## Texto apresentado
>>>
Cada geração de artistas é única, ímpar e sempre antecedida por outra, tão grandiosa quanto. Em um momento, uma geração é a influenciada por sua antecessora; em um outro, é ela a base para uma outra e nova geração de astros. Esse ciclo de inspiração na música é normal, frequente e esperado, também ditando o que influenciará os artistas do presente, como acontece com Lady Gaga.

Nessa nova série de especiais, serão discutidas quais são as grandes influências da cantora entre os artistas que tiveram seu auge no passado, expondo seus principais pontos de inspiração, semelhanças artísticas e comparações quanto suas sonoridades e posturas enquanto influenciadores mundiais.

Neste sétimo episódio do “Lady Gaga e suas Influências”, será explorada a voz que Lady Gaga dá às minorias, a conversão de seu talento em representação e às causas sociais. Afinal, todos os artistas da música que se se posicionam politicamente e engajam-se em uma luta social tem Nina Simone como um grandioso exemplo, a maior cantora de blues e soul de todos os tempos.

Uma das mais influentes artistas do século XX, Nina Simone é eclética, destemida e a voz de uma geração. Em 2018, foi introduzida ao Hall da Fama do Rock’n Roll e, dois dias antes de sua morte, Simone soube que receberia um prêmio honorário do Curtis Institute of Music, a escola de música que se recusou a admiti-la como aluna no início de sua carreira.

Simone recebeu 15 indicações ao Grammy em toda sua carreira, duas durante sua vida e duas postumamente. A primeira delas foi em 1968, na categoria Melhor Performance Vocal Feminina de R&B pela faixa "(You) Go to Hell" de seu décimo terceiro álbum “Silk & Soul” (1967). A sua última indicação foi em 2018, em Melhor Canção de Rap como compositora por "The Story of O.J.", de Jay Z, que continha um sample da canção "Four Women". Em 2000, recebeu o prêmio Grammy Hall of Fame. A artista faleceu dia 21 de julho de 2003, aos 70 anos, vítima de câncer.

“[Nina Simone] foi uma musicista pioneira cuja carreira foi caracterizada por acessos de indignação e gênio improvisado.” - Rickey Vincent

Em 2019, a canção "Mississippi Goddam", grande hino ativista da causa negra, foi selecionado pela Biblioteca do Congresso dos Estados Unidos para preservação no Registro Nacional de Gravações por ser "cultural, histórica ou esteticamente significativo". Além disso, foi uma das primeiras artistas negras a ingressar na renomada Escola de Música de Juilliard, em Nova Iorque, graças à uma ação de arrecadação de dinheiro por parte da primeira professora de piano clássico de Simone.

O repertório de Nina Simone é extremamente diverso, tendo sucessos escritos pela mesma, covers que fizeram canções desconhecidas se tornarem sucessos e músicas escritas por outros diretamente para ela. Seu primeiro hit nos Estados Unidos foi a canção “I Loves You, Porgy”, que alcançou #18 na Billboard Hot 100.
<<<
## Registros fornecidos
>>>
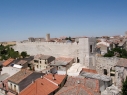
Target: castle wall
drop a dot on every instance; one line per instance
(80, 50)
(105, 63)
(48, 48)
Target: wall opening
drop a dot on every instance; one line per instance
(112, 72)
(91, 49)
(78, 60)
(105, 72)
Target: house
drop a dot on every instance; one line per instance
(120, 72)
(62, 64)
(112, 90)
(23, 62)
(79, 86)
(6, 73)
(104, 81)
(21, 80)
(47, 85)
(42, 62)
(8, 62)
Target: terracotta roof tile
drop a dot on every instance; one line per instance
(58, 78)
(80, 86)
(43, 86)
(122, 62)
(89, 70)
(18, 77)
(7, 62)
(21, 62)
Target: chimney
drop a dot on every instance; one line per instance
(78, 82)
(53, 77)
(32, 81)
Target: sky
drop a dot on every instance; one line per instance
(21, 19)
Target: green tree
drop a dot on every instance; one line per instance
(124, 87)
(23, 54)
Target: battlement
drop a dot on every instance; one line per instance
(45, 43)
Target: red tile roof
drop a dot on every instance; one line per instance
(89, 70)
(122, 62)
(58, 78)
(39, 87)
(43, 86)
(18, 77)
(80, 86)
(7, 62)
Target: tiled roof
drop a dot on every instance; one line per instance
(41, 56)
(89, 70)
(18, 77)
(58, 78)
(61, 61)
(80, 86)
(122, 62)
(43, 86)
(7, 62)
(21, 62)
(39, 87)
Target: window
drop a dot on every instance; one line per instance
(14, 87)
(78, 60)
(105, 72)
(11, 86)
(45, 61)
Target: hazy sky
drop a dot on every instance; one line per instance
(20, 19)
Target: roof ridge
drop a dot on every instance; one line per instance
(70, 87)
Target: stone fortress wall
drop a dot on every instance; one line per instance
(80, 50)
(106, 63)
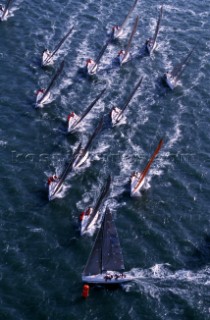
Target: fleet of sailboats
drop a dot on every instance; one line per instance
(105, 264)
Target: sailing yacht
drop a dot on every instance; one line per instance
(4, 10)
(48, 56)
(138, 178)
(105, 264)
(116, 113)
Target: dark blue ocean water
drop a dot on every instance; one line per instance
(164, 233)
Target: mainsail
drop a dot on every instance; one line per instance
(5, 9)
(106, 253)
(52, 82)
(146, 169)
(129, 99)
(89, 108)
(58, 46)
(103, 194)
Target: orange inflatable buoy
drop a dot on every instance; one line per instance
(85, 291)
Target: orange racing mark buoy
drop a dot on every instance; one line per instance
(85, 291)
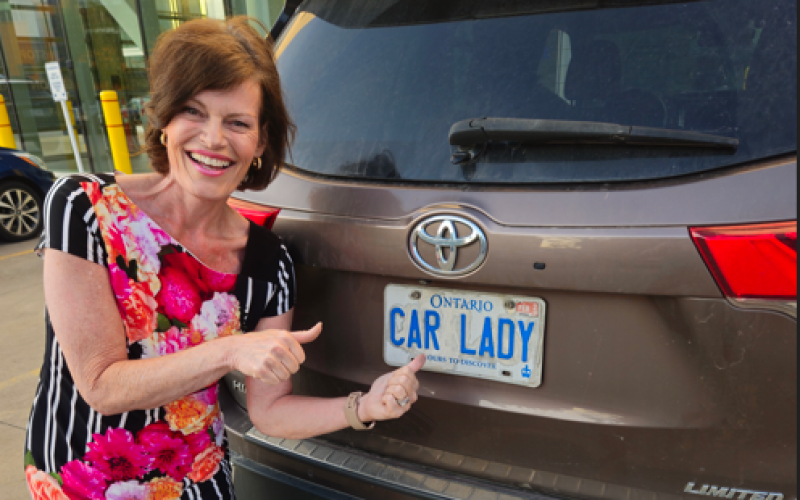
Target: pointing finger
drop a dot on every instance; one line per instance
(417, 363)
(306, 336)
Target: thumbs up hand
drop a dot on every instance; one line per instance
(272, 356)
(392, 394)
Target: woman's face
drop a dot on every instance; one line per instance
(213, 140)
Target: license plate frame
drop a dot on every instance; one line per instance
(459, 341)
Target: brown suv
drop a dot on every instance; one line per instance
(584, 212)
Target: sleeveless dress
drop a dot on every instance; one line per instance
(168, 301)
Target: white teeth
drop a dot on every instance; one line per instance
(211, 162)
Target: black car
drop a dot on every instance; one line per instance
(24, 181)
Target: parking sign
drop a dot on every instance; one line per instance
(56, 81)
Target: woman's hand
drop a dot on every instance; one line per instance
(272, 356)
(383, 401)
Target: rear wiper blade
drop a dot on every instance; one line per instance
(480, 131)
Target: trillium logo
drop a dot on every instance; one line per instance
(442, 233)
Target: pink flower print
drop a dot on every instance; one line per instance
(217, 282)
(92, 190)
(198, 442)
(161, 237)
(155, 429)
(129, 490)
(82, 481)
(206, 464)
(118, 456)
(139, 315)
(171, 455)
(120, 282)
(172, 341)
(43, 486)
(178, 297)
(218, 426)
(219, 317)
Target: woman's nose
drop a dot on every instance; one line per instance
(214, 133)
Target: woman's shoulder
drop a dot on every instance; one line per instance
(77, 182)
(265, 255)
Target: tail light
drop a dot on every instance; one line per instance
(260, 214)
(752, 262)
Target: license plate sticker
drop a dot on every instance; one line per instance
(483, 335)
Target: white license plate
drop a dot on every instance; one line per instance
(483, 335)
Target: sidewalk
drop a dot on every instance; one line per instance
(22, 333)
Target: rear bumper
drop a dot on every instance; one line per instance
(309, 469)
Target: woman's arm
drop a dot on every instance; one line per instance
(277, 413)
(89, 331)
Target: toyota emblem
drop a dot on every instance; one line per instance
(442, 232)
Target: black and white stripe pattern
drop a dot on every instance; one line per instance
(282, 295)
(62, 424)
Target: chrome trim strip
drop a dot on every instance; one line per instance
(393, 474)
(784, 307)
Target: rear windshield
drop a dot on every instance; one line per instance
(376, 85)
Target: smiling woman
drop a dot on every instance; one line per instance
(150, 280)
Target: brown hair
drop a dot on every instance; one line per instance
(208, 54)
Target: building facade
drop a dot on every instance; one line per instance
(100, 45)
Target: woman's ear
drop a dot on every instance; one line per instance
(262, 142)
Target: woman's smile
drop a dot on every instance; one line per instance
(210, 164)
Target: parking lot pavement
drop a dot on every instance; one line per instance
(22, 341)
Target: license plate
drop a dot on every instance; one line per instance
(482, 335)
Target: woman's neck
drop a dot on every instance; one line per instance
(183, 215)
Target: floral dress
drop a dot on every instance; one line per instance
(168, 301)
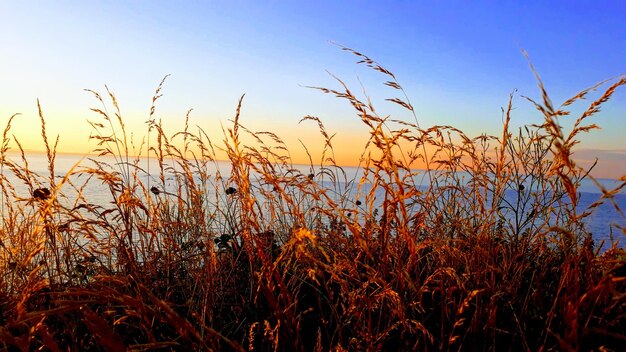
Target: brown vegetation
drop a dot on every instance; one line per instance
(271, 258)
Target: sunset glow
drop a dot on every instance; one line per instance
(458, 64)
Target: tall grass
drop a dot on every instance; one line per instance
(486, 249)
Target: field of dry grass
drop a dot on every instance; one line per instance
(270, 258)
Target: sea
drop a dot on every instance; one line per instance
(605, 222)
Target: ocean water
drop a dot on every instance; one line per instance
(604, 222)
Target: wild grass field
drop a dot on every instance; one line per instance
(270, 258)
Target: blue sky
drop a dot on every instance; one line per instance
(457, 60)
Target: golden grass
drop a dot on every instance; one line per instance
(271, 258)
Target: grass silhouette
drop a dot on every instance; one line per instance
(486, 249)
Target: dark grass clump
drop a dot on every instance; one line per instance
(486, 249)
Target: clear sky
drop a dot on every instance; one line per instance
(458, 61)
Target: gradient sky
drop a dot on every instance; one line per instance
(457, 60)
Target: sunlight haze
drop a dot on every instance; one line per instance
(457, 61)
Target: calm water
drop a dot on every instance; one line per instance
(602, 223)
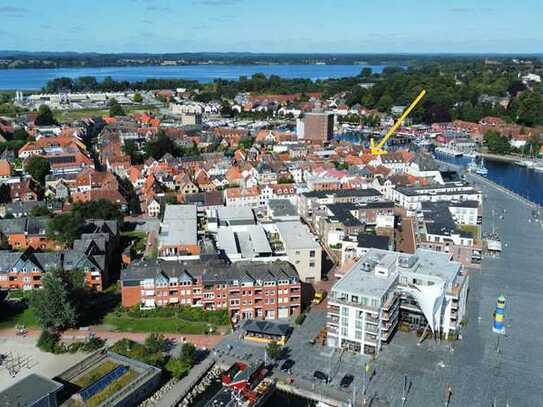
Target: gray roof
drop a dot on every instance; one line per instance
(296, 235)
(229, 215)
(29, 391)
(211, 270)
(343, 193)
(179, 226)
(282, 208)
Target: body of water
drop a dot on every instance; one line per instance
(523, 181)
(33, 79)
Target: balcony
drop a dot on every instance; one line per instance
(370, 338)
(332, 319)
(333, 309)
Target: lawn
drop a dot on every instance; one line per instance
(92, 376)
(11, 317)
(158, 324)
(70, 115)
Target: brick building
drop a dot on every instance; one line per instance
(246, 289)
(318, 127)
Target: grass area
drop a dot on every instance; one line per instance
(158, 324)
(70, 115)
(473, 229)
(113, 388)
(92, 376)
(10, 317)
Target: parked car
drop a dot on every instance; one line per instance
(323, 377)
(346, 381)
(287, 365)
(319, 297)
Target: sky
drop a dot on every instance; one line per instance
(309, 26)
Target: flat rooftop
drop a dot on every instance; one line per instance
(296, 235)
(29, 390)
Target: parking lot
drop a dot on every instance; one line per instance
(479, 371)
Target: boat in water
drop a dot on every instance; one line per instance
(448, 151)
(244, 386)
(477, 168)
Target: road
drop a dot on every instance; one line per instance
(200, 341)
(478, 373)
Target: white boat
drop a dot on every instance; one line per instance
(448, 151)
(480, 168)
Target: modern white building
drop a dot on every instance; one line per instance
(384, 289)
(410, 197)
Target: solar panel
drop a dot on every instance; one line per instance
(103, 382)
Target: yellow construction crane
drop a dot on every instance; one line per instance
(378, 149)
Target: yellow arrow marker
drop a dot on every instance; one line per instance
(378, 149)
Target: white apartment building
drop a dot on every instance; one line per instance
(411, 197)
(384, 288)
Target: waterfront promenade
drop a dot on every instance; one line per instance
(479, 369)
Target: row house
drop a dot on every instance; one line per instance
(23, 233)
(411, 197)
(25, 270)
(247, 290)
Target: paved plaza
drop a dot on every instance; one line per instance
(479, 371)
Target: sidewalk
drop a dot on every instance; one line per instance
(200, 341)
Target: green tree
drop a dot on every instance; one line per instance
(156, 343)
(45, 116)
(115, 108)
(131, 149)
(53, 304)
(496, 143)
(20, 134)
(161, 145)
(188, 352)
(529, 108)
(38, 168)
(64, 228)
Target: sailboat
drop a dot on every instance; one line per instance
(481, 169)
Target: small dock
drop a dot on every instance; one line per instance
(181, 389)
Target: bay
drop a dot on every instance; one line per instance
(524, 181)
(34, 79)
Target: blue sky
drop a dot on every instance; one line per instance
(374, 26)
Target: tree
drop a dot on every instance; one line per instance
(496, 143)
(5, 194)
(64, 228)
(529, 109)
(274, 350)
(20, 134)
(160, 146)
(156, 343)
(38, 168)
(54, 304)
(188, 352)
(131, 149)
(45, 116)
(115, 108)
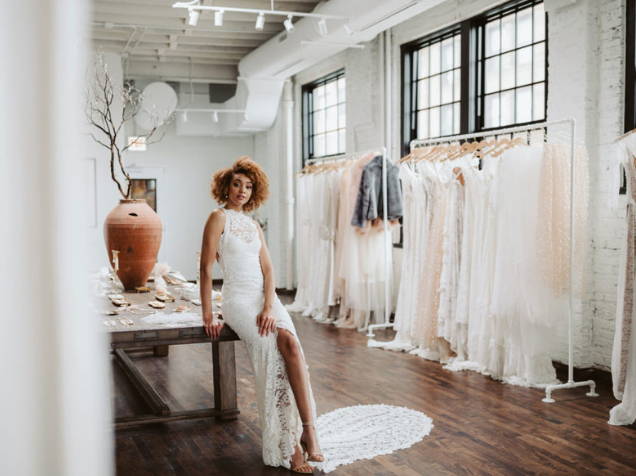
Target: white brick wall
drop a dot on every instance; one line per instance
(585, 81)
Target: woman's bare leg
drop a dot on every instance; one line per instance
(299, 381)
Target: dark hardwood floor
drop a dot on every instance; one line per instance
(482, 427)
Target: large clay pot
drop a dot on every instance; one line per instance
(134, 229)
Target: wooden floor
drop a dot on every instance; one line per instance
(481, 426)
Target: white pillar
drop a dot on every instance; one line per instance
(288, 106)
(53, 360)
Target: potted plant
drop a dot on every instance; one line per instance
(132, 230)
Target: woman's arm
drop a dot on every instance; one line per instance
<<<
## Objetivos
1) Resuma em duas frases o texto sobre Nina Simone.
2) Escreva a continuação do texto sobre Nina Simone a partir do ponto em que ele termina.
Os registros foram obtidos de uma fonte distinta da do texto.

## Respostas por tarefa
1) No sétimo episódio da série “Lady Gaga e suas Influências”, o texto aborda a voz que Lady Gaga dá às minorias e às causas sociais e apresenta Nina Simone como grande exemplo para os artistas que se posicionam politicamente. Em seguida, descreve a trajetória de Simone: as 15 indicações ao Grammy, a entrada no Hall da Fama do Rock’n Roll em 2018, a seleção de "Mississippi Goddam" para o Registro Nacional de Gravações em 2019 e um repertório diverso, cujo primeiro sucesso nos Estados Unidos foi “I Loves You, Porgy”.

2)
Assim como Lady Gaga, Nina Simone aprendeu cedo a arte do piano. Simone começou a tocar o instrumento entre três a quatro anos de idade, oriunda de uma família pobre da Carolina do Norte. Muito talentosa, tocava piano na igreja que frequentava, tendo seu primeiro concerto aos 12 anos de idade.

Uma situação ocorrida nessa ocasião foi um dos marcos que contribuíram para seu envolvimento posterior no movimento pelos direitos civis. Durante sua primeira apresentação, seus pais, que haviam se sentado na primeira fila, foram forçados a se deslocar para o fundo do salão para dar lugar a brancos. Nina Simone se recusou a tocar até que seus pais fossem transferidos de volta para a frente. Antes de começar definitivamente a trabalhar com música, a artista tentou conseguir algum auxílio em uma das mais renomadas escolas de música do país.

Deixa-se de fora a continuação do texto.